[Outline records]
▬▬▬▬▬▬
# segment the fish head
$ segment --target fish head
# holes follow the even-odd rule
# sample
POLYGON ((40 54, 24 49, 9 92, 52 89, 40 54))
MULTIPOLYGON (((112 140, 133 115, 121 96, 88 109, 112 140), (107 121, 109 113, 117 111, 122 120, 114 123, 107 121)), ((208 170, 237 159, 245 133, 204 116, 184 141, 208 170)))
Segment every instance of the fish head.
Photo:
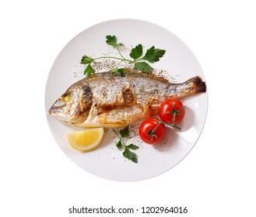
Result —
POLYGON ((63 122, 82 122, 87 118, 91 105, 90 88, 75 84, 55 101, 49 113, 63 122))

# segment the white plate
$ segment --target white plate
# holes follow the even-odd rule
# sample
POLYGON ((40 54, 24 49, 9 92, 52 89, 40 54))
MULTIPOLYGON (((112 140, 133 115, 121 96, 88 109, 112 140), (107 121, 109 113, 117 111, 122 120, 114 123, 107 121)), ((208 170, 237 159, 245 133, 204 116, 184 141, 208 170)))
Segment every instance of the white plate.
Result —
▬▬▬▬▬▬
▸ WHAT YOU HAVE TO DO: Print out every entry above without changing a word, and leave out the pictures.

▸ RESPONSE:
# segment the fish head
$ segment --target fish head
# holes follow the even-odd rule
# sample
POLYGON ((40 54, 24 49, 9 92, 52 89, 40 54))
MULTIPOLYGON (((112 140, 133 115, 121 96, 88 109, 112 140), (107 121, 109 113, 117 111, 122 120, 114 123, 107 121)), ((208 170, 237 159, 245 133, 204 116, 184 141, 208 170)))
Segment every instance of the fish head.
Photo:
Result —
POLYGON ((63 122, 82 122, 87 118, 91 105, 90 88, 75 84, 55 101, 49 113, 63 122))

# segment the white plate
$ segment --target white plate
# holes follow the even-odd rule
# sample
POLYGON ((40 54, 24 49, 9 92, 52 89, 40 54))
MULTIPOLYGON (((112 140, 133 115, 121 96, 88 109, 112 140), (107 121, 109 113, 117 111, 122 120, 114 123, 107 121)), ((208 170, 237 159, 245 133, 204 116, 184 141, 208 170)))
Segment every instance of the white plate.
Result —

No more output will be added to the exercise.